:: SET EXERCISE ::
Rewrite the records below, putting "An example in the required format" wherever "A sample in the expected format" appears and leaving everything else untouched.

(Stored records)
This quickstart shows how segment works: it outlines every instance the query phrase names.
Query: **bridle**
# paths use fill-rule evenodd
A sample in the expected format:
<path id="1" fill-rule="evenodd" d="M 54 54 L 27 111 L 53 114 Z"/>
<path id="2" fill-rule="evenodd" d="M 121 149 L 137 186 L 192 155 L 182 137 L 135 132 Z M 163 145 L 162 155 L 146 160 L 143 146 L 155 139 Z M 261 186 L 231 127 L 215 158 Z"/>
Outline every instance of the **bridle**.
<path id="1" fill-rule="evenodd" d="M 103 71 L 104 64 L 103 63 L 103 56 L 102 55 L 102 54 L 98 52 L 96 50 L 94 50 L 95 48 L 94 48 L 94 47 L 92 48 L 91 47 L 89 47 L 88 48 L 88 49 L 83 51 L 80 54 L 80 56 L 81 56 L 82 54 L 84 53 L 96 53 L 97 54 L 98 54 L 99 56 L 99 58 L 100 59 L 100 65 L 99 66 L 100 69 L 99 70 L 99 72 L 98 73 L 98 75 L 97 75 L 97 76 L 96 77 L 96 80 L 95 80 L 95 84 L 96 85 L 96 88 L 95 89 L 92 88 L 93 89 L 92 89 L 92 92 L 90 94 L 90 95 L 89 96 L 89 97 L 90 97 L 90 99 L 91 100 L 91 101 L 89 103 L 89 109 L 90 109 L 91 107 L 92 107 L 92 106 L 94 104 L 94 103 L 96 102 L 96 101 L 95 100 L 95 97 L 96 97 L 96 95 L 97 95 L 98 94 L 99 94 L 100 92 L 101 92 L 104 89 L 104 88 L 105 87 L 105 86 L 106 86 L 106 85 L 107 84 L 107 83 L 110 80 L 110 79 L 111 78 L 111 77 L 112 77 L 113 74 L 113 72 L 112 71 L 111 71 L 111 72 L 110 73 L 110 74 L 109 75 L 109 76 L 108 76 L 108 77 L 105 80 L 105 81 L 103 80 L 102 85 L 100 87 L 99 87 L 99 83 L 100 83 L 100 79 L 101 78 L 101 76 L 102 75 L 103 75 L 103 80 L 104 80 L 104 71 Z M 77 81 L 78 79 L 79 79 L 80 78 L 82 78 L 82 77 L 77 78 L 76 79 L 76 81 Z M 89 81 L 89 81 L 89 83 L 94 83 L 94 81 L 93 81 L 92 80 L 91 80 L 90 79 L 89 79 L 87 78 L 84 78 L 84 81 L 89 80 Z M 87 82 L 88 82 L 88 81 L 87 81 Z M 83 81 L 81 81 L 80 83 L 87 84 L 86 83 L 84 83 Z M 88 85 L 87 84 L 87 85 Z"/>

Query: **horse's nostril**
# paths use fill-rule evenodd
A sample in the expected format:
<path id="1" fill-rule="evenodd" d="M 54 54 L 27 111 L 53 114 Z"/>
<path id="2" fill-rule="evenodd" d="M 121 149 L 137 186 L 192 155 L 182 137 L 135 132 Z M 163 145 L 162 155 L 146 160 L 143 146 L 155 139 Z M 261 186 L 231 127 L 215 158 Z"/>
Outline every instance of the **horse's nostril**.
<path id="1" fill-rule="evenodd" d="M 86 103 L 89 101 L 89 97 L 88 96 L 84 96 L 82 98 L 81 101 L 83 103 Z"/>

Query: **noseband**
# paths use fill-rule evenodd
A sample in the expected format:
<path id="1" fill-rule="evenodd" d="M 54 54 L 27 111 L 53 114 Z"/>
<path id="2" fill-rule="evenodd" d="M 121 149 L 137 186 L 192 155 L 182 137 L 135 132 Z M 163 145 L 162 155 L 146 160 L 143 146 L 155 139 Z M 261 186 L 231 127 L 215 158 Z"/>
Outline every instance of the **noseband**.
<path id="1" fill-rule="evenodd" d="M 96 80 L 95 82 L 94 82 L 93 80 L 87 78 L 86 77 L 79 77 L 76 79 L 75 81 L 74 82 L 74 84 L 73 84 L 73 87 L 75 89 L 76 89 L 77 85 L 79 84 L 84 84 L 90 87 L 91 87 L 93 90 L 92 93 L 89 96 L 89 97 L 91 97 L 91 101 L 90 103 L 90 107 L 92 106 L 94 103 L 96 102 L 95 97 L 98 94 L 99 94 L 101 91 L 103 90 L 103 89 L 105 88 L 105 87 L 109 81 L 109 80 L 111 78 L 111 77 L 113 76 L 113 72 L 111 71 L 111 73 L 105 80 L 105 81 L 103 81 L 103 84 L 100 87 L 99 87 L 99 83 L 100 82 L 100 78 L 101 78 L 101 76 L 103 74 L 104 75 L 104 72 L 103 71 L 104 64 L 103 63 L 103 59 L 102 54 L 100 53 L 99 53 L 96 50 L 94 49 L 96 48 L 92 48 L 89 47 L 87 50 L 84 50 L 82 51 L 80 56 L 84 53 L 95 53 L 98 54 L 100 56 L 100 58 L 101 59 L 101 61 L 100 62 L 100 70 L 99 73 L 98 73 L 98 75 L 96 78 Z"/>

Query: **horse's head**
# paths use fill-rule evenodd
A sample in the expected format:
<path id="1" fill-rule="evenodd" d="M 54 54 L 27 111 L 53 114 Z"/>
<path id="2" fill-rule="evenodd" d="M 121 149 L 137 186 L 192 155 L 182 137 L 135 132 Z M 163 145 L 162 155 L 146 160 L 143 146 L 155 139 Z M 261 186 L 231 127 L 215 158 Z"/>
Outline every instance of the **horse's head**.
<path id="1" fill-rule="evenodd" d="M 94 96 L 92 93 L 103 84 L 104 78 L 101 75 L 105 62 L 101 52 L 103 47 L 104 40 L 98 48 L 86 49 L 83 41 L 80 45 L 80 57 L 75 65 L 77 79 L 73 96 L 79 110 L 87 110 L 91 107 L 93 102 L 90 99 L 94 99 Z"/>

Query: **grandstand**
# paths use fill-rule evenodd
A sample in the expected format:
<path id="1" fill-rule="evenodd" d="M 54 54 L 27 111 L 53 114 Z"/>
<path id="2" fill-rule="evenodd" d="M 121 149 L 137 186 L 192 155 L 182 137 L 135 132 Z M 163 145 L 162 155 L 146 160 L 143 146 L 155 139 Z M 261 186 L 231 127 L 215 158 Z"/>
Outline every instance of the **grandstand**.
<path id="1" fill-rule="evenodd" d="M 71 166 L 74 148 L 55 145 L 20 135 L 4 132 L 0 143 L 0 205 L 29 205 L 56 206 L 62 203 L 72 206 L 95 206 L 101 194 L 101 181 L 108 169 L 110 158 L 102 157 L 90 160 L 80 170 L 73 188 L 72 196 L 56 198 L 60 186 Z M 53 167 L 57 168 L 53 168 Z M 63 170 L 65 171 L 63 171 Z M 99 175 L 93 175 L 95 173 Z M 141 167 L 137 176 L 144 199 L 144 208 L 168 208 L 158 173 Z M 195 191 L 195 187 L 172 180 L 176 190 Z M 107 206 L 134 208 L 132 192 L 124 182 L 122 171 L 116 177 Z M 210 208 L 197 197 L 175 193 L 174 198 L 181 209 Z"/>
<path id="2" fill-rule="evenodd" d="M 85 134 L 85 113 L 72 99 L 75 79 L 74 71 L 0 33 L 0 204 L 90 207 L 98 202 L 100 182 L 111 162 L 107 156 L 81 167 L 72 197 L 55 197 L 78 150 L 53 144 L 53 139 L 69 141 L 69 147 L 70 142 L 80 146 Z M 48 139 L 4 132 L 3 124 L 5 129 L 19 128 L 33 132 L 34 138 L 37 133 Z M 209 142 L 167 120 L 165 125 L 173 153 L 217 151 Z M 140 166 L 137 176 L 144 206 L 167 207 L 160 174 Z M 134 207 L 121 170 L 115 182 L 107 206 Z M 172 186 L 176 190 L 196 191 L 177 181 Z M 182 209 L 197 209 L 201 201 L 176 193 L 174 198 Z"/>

:: REPLY ::
This quickstart shows how segment works: it outlines every instance the query phrase names.
Query: **bridle**
# paths use fill-rule evenodd
An example in the required format:
<path id="1" fill-rule="evenodd" d="M 54 54 L 27 111 L 53 114 Z"/>
<path id="2" fill-rule="evenodd" d="M 121 149 L 137 186 L 192 155 L 182 137 L 135 132 Z M 163 145 L 162 155 L 146 160 L 143 146 L 155 139 Z M 261 186 L 231 127 L 215 158 Z"/>
Outline every instance of the **bridle**.
<path id="1" fill-rule="evenodd" d="M 103 71 L 104 64 L 103 63 L 103 56 L 102 55 L 102 54 L 98 52 L 96 50 L 94 50 L 95 48 L 94 48 L 94 47 L 92 48 L 91 47 L 89 47 L 88 48 L 88 49 L 83 51 L 80 54 L 80 56 L 81 56 L 82 54 L 84 53 L 96 53 L 97 54 L 98 54 L 99 56 L 99 58 L 100 59 L 100 65 L 99 66 L 100 69 L 99 70 L 99 72 L 98 73 L 98 75 L 97 75 L 97 76 L 96 77 L 96 80 L 95 80 L 95 84 L 96 85 L 96 88 L 95 89 L 92 88 L 93 89 L 92 89 L 92 92 L 90 94 L 90 95 L 89 96 L 89 97 L 90 97 L 90 99 L 91 100 L 91 101 L 89 103 L 89 109 L 90 109 L 91 107 L 92 107 L 92 106 L 94 104 L 94 103 L 96 102 L 96 101 L 95 100 L 95 97 L 96 97 L 96 95 L 97 95 L 98 94 L 99 94 L 100 92 L 101 92 L 104 89 L 104 88 L 105 87 L 105 86 L 106 86 L 106 85 L 107 84 L 107 83 L 110 80 L 110 79 L 111 78 L 111 77 L 112 77 L 113 74 L 113 72 L 112 71 L 111 71 L 111 72 L 110 73 L 110 74 L 109 75 L 109 76 L 108 76 L 108 77 L 105 80 L 105 81 L 103 80 L 102 85 L 100 87 L 99 87 L 99 83 L 100 83 L 100 79 L 101 78 L 101 76 L 102 75 L 103 75 L 103 80 L 104 80 L 104 71 Z M 77 81 L 78 79 L 79 79 L 80 78 L 82 78 L 82 77 L 77 78 L 76 79 L 76 81 Z M 89 81 L 89 81 L 89 83 L 94 83 L 94 81 L 93 81 L 92 80 L 91 80 L 90 79 L 89 79 L 87 78 L 84 78 L 84 81 L 89 80 Z M 87 82 L 88 82 L 88 81 L 87 81 Z M 83 81 L 81 81 L 80 83 L 87 84 L 86 83 L 84 83 Z M 88 85 L 87 84 L 87 85 Z"/>

Query: **horse's nostril**
# paths use fill-rule evenodd
An example in the required format:
<path id="1" fill-rule="evenodd" d="M 54 54 L 27 111 L 53 114 Z"/>
<path id="2" fill-rule="evenodd" d="M 121 149 L 137 186 L 192 155 L 182 137 L 135 132 Z M 163 145 L 162 155 L 146 160 L 143 146 L 155 139 Z M 261 186 L 231 127 L 215 158 Z"/>
Outline every instance of the **horse's nostril**.
<path id="1" fill-rule="evenodd" d="M 86 103 L 89 101 L 89 97 L 88 96 L 84 96 L 82 98 L 81 101 L 83 103 Z"/>

Query: **noseband**
# paths use fill-rule evenodd
An example in the required format:
<path id="1" fill-rule="evenodd" d="M 54 54 L 27 111 L 53 114 Z"/>
<path id="2" fill-rule="evenodd" d="M 121 149 L 137 186 L 192 155 L 182 137 L 135 132 Z M 163 145 L 162 155 L 146 160 L 143 146 L 155 139 Z M 261 186 L 231 127 L 215 158 Z"/>
Outline every instance of the **noseband**.
<path id="1" fill-rule="evenodd" d="M 96 80 L 95 82 L 94 82 L 93 80 L 87 78 L 86 77 L 79 77 L 76 79 L 75 81 L 74 82 L 74 84 L 73 84 L 73 87 L 75 89 L 76 89 L 77 85 L 79 84 L 84 84 L 90 87 L 91 87 L 93 90 L 92 93 L 89 96 L 89 97 L 91 97 L 91 101 L 90 103 L 90 107 L 92 106 L 94 103 L 96 102 L 95 97 L 98 94 L 99 94 L 101 91 L 103 90 L 103 89 L 105 88 L 105 87 L 109 81 L 109 80 L 111 78 L 111 77 L 113 76 L 113 72 L 111 71 L 111 73 L 105 80 L 105 81 L 103 81 L 103 84 L 100 87 L 99 87 L 99 83 L 100 82 L 100 78 L 101 78 L 101 76 L 103 74 L 104 75 L 104 72 L 103 71 L 104 64 L 103 63 L 103 59 L 102 54 L 100 53 L 99 53 L 96 50 L 94 49 L 96 48 L 92 48 L 89 47 L 87 50 L 84 50 L 82 51 L 80 56 L 84 53 L 95 53 L 98 54 L 100 56 L 100 58 L 101 59 L 101 61 L 100 62 L 100 70 L 99 73 L 98 73 L 98 75 L 96 78 Z"/>

Query: **horse's head**
# paths use fill-rule evenodd
An example in the required format:
<path id="1" fill-rule="evenodd" d="M 54 54 L 27 111 L 53 114 Z"/>
<path id="2" fill-rule="evenodd" d="M 121 149 L 137 186 L 192 155 L 182 137 L 135 132 Z M 163 145 L 162 155 L 146 160 L 143 146 L 155 139 Z M 261 186 L 231 127 L 215 158 Z"/>
Outline every instance of the **horse's head**.
<path id="1" fill-rule="evenodd" d="M 94 96 L 92 93 L 103 84 L 104 78 L 101 75 L 105 62 L 101 52 L 103 47 L 104 40 L 98 48 L 86 49 L 83 41 L 80 45 L 80 57 L 75 65 L 77 79 L 73 96 L 79 110 L 87 110 L 91 107 L 93 102 L 90 99 L 94 99 Z"/>

Query: **grandstand**
# paths use fill-rule evenodd
An example in the required format:
<path id="1" fill-rule="evenodd" d="M 54 54 L 27 111 L 53 114 Z"/>
<path id="2" fill-rule="evenodd" d="M 121 149 L 137 186 L 192 155 L 182 137 L 135 132 Z M 163 145 L 162 155 L 146 160 L 143 146 L 155 139 Z M 261 186 L 231 127 L 215 158 Z"/>
Outline every instance of the **grandstand**.
<path id="1" fill-rule="evenodd" d="M 71 166 L 74 148 L 55 145 L 20 135 L 4 132 L 0 143 L 0 205 L 29 205 L 56 206 L 62 203 L 72 206 L 95 206 L 101 194 L 101 181 L 108 169 L 110 158 L 102 157 L 90 160 L 80 170 L 73 188 L 72 196 L 56 198 L 60 186 Z M 53 167 L 57 168 L 53 168 Z M 63 170 L 65 171 L 63 171 Z M 99 175 L 93 175 L 95 173 Z M 141 167 L 137 176 L 144 199 L 144 208 L 168 208 L 158 173 Z M 195 191 L 195 187 L 172 180 L 176 190 Z M 107 206 L 134 208 L 132 192 L 124 182 L 122 171 L 116 177 Z M 210 208 L 197 197 L 175 193 L 174 198 L 181 209 Z"/>
<path id="2" fill-rule="evenodd" d="M 85 134 L 85 113 L 72 99 L 75 79 L 74 71 L 0 33 L 0 204 L 90 207 L 98 202 L 100 182 L 111 162 L 107 156 L 81 167 L 72 197 L 55 197 L 78 150 L 53 144 L 53 139 L 69 141 L 69 147 L 70 142 L 80 146 Z M 48 139 L 4 132 L 3 124 L 5 129 L 19 128 L 33 132 L 34 138 L 37 133 Z M 209 142 L 167 120 L 165 125 L 173 153 L 217 151 Z M 140 166 L 137 176 L 144 206 L 167 207 L 160 174 Z M 134 207 L 121 170 L 115 182 L 107 206 Z M 172 186 L 176 190 L 196 191 L 177 181 Z M 182 209 L 197 209 L 201 201 L 176 193 L 174 198 Z"/>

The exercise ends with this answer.